### Supplied information
= = =

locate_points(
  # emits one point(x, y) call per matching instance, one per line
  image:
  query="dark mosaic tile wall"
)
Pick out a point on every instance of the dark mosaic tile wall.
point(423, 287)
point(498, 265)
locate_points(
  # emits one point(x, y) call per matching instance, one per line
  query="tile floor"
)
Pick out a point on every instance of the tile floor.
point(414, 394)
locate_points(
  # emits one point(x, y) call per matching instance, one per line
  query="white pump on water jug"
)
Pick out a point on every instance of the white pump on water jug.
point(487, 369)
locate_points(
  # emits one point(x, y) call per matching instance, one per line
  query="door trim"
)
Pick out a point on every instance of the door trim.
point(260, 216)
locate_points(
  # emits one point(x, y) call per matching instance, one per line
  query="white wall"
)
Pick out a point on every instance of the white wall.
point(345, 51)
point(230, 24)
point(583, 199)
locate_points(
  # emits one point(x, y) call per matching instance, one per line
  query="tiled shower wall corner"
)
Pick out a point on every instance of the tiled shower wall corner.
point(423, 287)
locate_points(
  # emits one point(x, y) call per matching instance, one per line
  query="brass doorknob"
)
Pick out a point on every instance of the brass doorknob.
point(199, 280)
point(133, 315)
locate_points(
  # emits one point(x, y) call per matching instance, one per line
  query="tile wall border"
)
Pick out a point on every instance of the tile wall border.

= = =

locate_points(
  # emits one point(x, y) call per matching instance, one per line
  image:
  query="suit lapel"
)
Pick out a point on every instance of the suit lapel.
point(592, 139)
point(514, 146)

= = =

### Problem
The word "border" appears in some lines of the records. Please work out how many and reply with that number only.

### Result for this exercise
2